■ Passage shown ■
The first Ryder Cup fans to pass through the white-picket-fenced entrance to Hazeltine National Golf Club before dawn Friday will sprint toward the first tee, hoping to claim a spot with a view.
By the time 24 of the greatest golfers from the United States and Europe walk up a short staircase to the tee, an estimated 15,000 spectators, all but 2,000 of them standing, will be cheering and chanting for each side of the Atlantic Ocean.
“There’s no other place like it in all of golf,” tournament director Jeff Hintz said of the tournament’s start at 7:35 a.m. Friday in Chaska. “Everybody wants to be here for the first hole.”
With 250,000 spectators over the six-day event, the operation is the biggest in golf. There are 5 miles of white picket fencing, 10 more miles of wire fencing, a merchandise tent the size of a Best Buy, more than 80 hospitality tents, 70 PGA officials, 130 grounds-crew members on the course every day, 1,200 credentialed media, 72 hours of live broadcast coverage on NBC and the Golf Channel and an estimated economic impact to the region of $135 million.
Fans outside Minnesota purchased half the tickets, and 15 percent were sold overseas. The event will be broadcast to 500 million households throughout the world, Hintz said.

Referring expression data:

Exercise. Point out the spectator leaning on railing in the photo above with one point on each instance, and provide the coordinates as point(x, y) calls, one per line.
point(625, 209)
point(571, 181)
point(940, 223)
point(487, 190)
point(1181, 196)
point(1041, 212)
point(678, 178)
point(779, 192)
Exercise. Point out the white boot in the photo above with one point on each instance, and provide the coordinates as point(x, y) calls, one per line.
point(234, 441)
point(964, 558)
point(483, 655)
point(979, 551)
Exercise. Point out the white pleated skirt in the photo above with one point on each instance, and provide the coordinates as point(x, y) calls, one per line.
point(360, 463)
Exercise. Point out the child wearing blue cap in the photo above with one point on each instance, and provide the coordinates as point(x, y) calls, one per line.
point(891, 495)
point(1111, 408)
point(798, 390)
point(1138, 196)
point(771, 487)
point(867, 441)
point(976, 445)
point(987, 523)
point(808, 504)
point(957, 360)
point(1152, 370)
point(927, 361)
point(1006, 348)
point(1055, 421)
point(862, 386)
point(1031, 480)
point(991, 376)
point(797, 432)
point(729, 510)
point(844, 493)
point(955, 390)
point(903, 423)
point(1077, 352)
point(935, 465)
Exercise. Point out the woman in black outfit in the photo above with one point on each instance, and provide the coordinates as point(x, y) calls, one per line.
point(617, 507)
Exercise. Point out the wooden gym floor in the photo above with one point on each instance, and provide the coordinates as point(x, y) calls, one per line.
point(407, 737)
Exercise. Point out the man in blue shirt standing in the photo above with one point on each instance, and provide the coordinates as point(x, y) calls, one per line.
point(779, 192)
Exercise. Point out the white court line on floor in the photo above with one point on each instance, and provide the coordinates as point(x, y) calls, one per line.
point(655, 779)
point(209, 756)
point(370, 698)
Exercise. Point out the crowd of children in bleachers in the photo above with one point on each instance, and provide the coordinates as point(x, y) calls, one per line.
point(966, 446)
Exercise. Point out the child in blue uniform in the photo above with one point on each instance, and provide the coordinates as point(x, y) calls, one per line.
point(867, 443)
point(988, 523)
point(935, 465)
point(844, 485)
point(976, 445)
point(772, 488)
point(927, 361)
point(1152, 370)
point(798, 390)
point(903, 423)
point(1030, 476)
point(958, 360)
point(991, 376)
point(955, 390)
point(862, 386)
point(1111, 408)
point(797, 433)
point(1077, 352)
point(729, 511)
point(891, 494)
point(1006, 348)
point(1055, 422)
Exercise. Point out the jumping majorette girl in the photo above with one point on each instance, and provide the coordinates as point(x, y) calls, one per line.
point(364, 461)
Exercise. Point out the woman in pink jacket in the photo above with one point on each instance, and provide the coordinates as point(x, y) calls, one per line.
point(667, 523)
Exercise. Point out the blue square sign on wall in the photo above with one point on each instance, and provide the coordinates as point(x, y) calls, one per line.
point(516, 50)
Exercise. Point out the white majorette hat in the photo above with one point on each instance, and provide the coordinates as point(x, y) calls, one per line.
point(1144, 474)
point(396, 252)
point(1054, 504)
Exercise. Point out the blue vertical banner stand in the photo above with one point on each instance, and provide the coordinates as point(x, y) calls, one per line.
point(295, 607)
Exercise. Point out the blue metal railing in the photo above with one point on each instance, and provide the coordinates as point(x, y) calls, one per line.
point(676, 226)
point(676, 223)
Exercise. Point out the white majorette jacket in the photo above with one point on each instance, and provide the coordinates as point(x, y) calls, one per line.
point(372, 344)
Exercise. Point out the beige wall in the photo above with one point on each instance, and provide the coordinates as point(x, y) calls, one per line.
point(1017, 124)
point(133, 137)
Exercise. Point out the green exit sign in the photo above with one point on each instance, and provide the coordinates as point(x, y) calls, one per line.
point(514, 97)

■ Using the information ■
a - Turn the paragraph of the Ryder Cup article that begins "With 250,000 spectators" into a bulleted list of its main facts.
b - Reproduce word for word the part of the Ryder Cup article from "By the time" up to and including "the Atlantic Ocean.".

■ Solved problems ■
a -
- 250,000 spectators over the six-day event, the biggest operation in golf
- 5 miles of white picket fencing and 10 more miles of wire fencing
- A merchandise tent the size of a Best Buy
- More than 80 hospitality tents
- 70 PGA officials
- 130 grounds-crew members on the course every day
- 1,200 credentialed media
- 72 hours of live broadcast coverage on NBC and the Golf Channel
- An estimated economic impact to the region of $135 million

b -
By the time 24 of the greatest golfers from the United States and Europe walk up a short staircase to the tee, an estimated 15,000 spectators, all but 2,000 of them standing, will be cheering and chanting for each side of the Atlantic Ocean.